** start of INFORMATION PROVIDED **
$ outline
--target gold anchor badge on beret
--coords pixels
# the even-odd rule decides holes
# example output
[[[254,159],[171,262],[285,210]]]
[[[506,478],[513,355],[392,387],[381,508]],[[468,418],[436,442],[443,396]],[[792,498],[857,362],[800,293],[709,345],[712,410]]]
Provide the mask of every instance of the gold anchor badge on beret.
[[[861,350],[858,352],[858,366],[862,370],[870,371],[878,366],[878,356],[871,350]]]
** end of INFORMATION PROVIDED **
= PROBLEM STATEMENT =
Copy every row above word for word, with no changes and nothing left out.

= RESPONSE TO THE EXERCISE =
$ outline
--target gold anchor badge on beret
--coords pixels
# the even-odd rule decides holes
# example output
[[[254,159],[171,262],[285,210]]]
[[[506,478],[513,355],[392,387],[381,508]],[[468,418],[436,442],[443,396]],[[792,498],[857,362],[800,293],[709,345],[712,410]]]
Provide the mask of every instance of the gold anchor badge on beret.
[[[861,350],[858,352],[858,366],[862,370],[870,371],[878,366],[878,356],[871,350]]]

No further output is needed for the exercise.